> [Exercise]: Reproduce the thermal zone patch discussion word for word from "1. Apply the" to "a better choice?".

> [Selected excerpt]:

╔══

We need to decide what to do in general when __thermal_zone_get_temp()
returns an error.  A proper fix would result from that, but it would
require more time than is available IMV.  We can properly fix this in
6.11.

For 6.10 I see two options:

1. Apply the v2 of this patch:

https://lore.kernel.org/linux-pm/2764814.mvXUDI8C0e@rjwysocki.net/

I slightly prefer it because it is simpler and doesn't change the size
of struct thermal_zone_device.  However, the clear disadvantage of it
is that it will poke at dead thermal zones indefinitely.

The THERMAL_RECHECK_DELAY_MS value in it can be adjusted.  Maybe 250
ms would be a better choice?

2. Apply this patch (ie. v3)

It is nicer to thermal zones that never become operational, but it may
miss thermal zones that become operational very late.

> > Fixes: 202aa0d4bb53 ("thermal: core: Do not call handle_thermal_trip() if zone temperature is invalid")
> > Reported-by: Daniel Lezcano <daniel.lezcano@linaro.org>
> > Link: https://lore.kernel.org/linux-pm/dc1e6cba-352b-4c78-93b5-94dd033fca16@linaro.org
> > Link: https://lore.kernel.org/linux-pm/2764814.mvXUDI8C0e@rjwysocki.net
> > Signed-off-by: Rafael J. Wysocki <rafael.j.wysocki@intel.com>
> > ---
> >   drivers/thermal/thermal_core.c |   13 ++++++++++++-
> >   drivers/thermal/thermal_core.h |    9 +++++++++
> >   2 files changed, 21 insertions(+), 1 deletion(-)
> >
> > Index: linux-pm/drivers/thermal/thermal_core.c
> > ===================================================================
> > --- linux-pm.orig/drivers/thermal/thermal_core.c
> > +++ linux-pm/drivers/thermal/thermal_core.c
> > @@ -300,6 +300,14 @@ static void monitor_thermal_zone(struct
> >               thermal_zone_device_set_polling(tz, tz->passive_delay_jiffies);
> >       else if (tz->polling_delay_jiffies)
> >               thermal_zone_device_set_polling(tz, tz->polling_delay_jiffies);
> > +     else if (tz->temperature == THERMAL_TEMP_INVALID &&
> > +              tz->recheck_delay_jiffies <= THERMAL_MAX_RECHECK_DELAY) {
> > +             thermal_zone_device_set_polling(tz, tz->recheck_delay_jiffies);
> > +             /* Double the recheck delay for the next attempt. */
> > +             tz->recheck_delay_jiffies += tz->recheck_delay_jiffies;
> > +             if (tz->recheck_delay_jiffies > THERMAL_MAX_RECHECK_DELAY)

╚══

> [Stored records]:
╔══

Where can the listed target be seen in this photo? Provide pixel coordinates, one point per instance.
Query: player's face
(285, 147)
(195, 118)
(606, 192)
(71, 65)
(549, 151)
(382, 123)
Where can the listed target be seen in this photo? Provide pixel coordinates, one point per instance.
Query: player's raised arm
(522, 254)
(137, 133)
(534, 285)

╚══
╔══

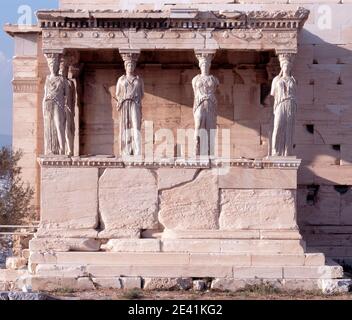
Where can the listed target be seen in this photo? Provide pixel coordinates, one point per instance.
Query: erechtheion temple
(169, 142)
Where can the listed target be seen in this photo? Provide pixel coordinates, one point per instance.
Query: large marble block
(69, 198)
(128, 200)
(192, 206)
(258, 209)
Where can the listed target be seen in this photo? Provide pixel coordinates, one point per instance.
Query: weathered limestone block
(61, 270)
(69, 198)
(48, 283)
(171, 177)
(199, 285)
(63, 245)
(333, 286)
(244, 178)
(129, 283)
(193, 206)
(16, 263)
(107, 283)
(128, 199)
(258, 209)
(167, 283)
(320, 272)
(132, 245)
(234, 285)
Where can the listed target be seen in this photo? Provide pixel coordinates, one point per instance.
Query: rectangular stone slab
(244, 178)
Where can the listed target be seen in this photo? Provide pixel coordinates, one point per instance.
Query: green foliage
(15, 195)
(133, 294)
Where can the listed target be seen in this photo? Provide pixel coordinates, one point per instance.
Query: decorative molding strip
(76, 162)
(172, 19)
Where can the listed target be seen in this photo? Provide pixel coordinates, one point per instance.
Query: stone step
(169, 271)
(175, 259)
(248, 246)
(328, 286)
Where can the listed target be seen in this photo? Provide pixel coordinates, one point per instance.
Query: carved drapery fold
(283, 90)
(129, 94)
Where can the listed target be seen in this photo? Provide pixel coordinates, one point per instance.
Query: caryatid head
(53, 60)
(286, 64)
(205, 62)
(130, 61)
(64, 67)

╚══

> [Result]:
1. Apply the v2 of this patch:

https://lore.kernel.org/linux-pm/2764814.mvXUDI8C0e@rjwysocki.net/

I slightly prefer it because it is simpler and doesn't change the size
of struct thermal_zone_device.  However, the clear disadvantage of it
is that it will poke at dead thermal zones indefinitely.

The THERMAL_RECHECK_DELAY_MS value in it can be adjusted.  Maybe 250
ms would be a better choice?